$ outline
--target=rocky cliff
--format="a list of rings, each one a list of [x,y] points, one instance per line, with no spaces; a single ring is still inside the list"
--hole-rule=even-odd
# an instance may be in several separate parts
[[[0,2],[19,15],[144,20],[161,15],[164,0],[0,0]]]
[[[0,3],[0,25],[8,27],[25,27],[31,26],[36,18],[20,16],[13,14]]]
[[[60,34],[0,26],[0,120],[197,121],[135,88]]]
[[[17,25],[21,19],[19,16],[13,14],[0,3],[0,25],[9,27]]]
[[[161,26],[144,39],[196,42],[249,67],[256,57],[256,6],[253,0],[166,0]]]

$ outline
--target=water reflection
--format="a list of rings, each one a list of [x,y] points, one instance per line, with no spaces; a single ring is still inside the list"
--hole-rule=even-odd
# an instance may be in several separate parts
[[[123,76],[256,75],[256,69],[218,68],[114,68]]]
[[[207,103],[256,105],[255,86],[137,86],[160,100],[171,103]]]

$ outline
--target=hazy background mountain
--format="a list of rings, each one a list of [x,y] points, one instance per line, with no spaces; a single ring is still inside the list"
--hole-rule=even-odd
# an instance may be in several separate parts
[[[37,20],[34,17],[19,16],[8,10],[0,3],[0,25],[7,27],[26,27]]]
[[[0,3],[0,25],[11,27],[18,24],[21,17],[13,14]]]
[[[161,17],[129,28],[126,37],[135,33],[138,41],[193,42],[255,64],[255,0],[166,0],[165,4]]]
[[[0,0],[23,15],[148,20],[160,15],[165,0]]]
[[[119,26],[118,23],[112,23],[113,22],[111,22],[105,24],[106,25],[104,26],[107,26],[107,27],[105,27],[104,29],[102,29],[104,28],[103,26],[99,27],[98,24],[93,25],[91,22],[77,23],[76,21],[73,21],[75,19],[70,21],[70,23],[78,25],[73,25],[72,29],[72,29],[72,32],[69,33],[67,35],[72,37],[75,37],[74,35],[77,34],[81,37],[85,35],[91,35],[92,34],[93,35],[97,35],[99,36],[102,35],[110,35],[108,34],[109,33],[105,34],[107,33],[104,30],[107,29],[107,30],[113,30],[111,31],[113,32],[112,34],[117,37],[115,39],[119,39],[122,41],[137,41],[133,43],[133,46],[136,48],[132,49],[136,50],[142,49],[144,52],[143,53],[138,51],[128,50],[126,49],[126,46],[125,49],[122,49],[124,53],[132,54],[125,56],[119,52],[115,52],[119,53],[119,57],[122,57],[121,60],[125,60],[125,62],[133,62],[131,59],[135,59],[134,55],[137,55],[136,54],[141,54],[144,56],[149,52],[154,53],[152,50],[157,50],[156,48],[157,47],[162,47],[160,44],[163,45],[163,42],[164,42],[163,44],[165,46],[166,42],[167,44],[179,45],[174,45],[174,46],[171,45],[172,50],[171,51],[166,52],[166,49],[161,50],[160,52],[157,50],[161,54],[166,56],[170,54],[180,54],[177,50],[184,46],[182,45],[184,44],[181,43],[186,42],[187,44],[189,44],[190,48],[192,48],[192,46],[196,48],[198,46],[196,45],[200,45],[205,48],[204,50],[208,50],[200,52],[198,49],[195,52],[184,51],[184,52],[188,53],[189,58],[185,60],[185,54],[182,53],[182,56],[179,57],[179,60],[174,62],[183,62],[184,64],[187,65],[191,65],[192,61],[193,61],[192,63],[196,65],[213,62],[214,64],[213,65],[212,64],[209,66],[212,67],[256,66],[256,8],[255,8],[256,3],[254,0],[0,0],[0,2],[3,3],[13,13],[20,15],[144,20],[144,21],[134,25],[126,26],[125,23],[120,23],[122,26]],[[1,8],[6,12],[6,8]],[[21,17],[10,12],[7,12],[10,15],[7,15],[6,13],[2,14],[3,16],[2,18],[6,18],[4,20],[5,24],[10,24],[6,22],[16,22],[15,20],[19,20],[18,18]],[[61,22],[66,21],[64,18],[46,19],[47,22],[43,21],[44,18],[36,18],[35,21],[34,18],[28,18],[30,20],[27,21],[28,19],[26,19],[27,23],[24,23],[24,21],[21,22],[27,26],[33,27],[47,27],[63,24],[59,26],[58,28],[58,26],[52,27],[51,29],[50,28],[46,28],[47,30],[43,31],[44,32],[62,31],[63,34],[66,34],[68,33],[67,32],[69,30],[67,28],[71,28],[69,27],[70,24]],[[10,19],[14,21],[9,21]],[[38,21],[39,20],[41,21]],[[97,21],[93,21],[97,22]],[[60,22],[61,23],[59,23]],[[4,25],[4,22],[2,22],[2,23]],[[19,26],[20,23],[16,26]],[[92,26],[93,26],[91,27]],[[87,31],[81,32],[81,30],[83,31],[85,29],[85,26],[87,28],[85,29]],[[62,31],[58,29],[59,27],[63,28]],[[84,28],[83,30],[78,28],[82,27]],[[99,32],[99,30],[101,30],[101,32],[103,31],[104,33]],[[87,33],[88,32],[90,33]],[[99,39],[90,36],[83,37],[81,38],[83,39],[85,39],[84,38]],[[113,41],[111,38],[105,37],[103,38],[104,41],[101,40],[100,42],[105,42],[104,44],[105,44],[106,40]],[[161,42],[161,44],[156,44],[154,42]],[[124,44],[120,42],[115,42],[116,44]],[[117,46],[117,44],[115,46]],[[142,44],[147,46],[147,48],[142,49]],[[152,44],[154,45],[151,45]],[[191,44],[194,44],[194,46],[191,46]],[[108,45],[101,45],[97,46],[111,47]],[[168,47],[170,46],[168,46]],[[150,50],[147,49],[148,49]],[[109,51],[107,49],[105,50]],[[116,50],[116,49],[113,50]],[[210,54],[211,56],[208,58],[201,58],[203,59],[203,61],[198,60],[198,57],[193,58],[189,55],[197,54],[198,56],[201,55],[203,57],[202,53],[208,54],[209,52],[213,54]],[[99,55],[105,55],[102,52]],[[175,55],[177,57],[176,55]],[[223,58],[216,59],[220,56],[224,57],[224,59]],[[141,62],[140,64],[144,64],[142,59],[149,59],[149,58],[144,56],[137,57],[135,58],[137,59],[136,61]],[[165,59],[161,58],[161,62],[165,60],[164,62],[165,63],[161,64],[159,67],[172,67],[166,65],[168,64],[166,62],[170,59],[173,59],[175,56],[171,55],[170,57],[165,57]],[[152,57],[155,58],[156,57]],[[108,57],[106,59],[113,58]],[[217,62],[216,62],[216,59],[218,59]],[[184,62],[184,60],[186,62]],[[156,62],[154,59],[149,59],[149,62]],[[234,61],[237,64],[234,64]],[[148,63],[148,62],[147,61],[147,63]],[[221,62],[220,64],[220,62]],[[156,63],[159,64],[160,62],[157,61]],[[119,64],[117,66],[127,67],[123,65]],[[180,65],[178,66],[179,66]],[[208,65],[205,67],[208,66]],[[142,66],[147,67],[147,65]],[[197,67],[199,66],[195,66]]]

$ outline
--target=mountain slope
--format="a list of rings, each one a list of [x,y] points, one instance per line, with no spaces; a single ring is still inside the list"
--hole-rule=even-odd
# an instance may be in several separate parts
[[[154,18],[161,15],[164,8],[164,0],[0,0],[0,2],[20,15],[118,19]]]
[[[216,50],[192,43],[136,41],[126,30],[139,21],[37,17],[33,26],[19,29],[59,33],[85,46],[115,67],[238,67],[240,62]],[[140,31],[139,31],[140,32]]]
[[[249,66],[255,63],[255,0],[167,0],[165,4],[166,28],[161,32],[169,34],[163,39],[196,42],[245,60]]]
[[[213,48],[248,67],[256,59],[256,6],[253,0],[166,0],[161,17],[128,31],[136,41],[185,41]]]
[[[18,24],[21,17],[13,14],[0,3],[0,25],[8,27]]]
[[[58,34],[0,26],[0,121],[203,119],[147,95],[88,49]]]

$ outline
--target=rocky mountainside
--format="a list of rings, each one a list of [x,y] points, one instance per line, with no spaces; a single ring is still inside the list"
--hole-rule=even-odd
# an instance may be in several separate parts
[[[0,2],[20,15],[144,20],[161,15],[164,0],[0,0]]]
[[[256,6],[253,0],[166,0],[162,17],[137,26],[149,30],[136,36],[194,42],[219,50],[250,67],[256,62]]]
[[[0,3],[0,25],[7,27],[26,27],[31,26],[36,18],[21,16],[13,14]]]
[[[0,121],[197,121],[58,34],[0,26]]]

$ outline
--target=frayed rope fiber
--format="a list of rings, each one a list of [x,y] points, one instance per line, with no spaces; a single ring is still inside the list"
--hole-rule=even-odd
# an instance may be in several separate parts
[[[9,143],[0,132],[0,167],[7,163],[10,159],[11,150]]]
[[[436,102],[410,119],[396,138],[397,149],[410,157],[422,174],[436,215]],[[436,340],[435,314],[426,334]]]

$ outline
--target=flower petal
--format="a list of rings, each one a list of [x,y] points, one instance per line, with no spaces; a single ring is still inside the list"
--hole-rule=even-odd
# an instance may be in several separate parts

____________

* [Requirement]
Turn the records, from the start through the line that contains "[[[207,103],[256,105],[255,86],[137,86],[160,100],[171,103]]]", into a Markdown table with the columns Number and Text. Give each line a row number, and leave out blank lines.

* [Written answer]
| Number | Text |
|---|---|
| 1 | $ outline |
| 2 | --target=rocky cliff |
| 3 | --format="a list of rings, each one a list of [x,y] points, one instance per line, with no spaces; a single ring is still inside the list" |
| 4 | --hole-rule=even-odd |
| 5 | # an instance may be in several separate parts |
| 6 | [[[0,2],[19,15],[144,20],[161,15],[164,0],[0,0]]] |
| 7 | [[[0,3],[0,25],[8,27],[25,27],[31,26],[36,18],[20,16],[13,14]]] |
| 8 | [[[60,34],[0,26],[0,120],[197,121],[135,88]]] |
| 9 | [[[17,25],[21,19],[19,16],[13,14],[0,3],[0,25],[9,27]]] |
| 10 | [[[161,26],[144,39],[196,42],[249,67],[256,57],[256,6],[253,0],[166,0]]] |
| 11 | $ outline |
| 12 | --target=water reflection |
| 13 | --format="a list of rings, each one a list of [x,y] points, one instance per line, with no spaces; a single ring is still inside the list" |
| 14 | --hole-rule=even-odd |
| 15 | # an instance may be in several separate parts |
| 16 | [[[123,76],[256,75],[256,69],[218,68],[114,68]]] |
| 17 | [[[207,103],[256,105],[255,86],[137,86],[160,100],[171,103]]] |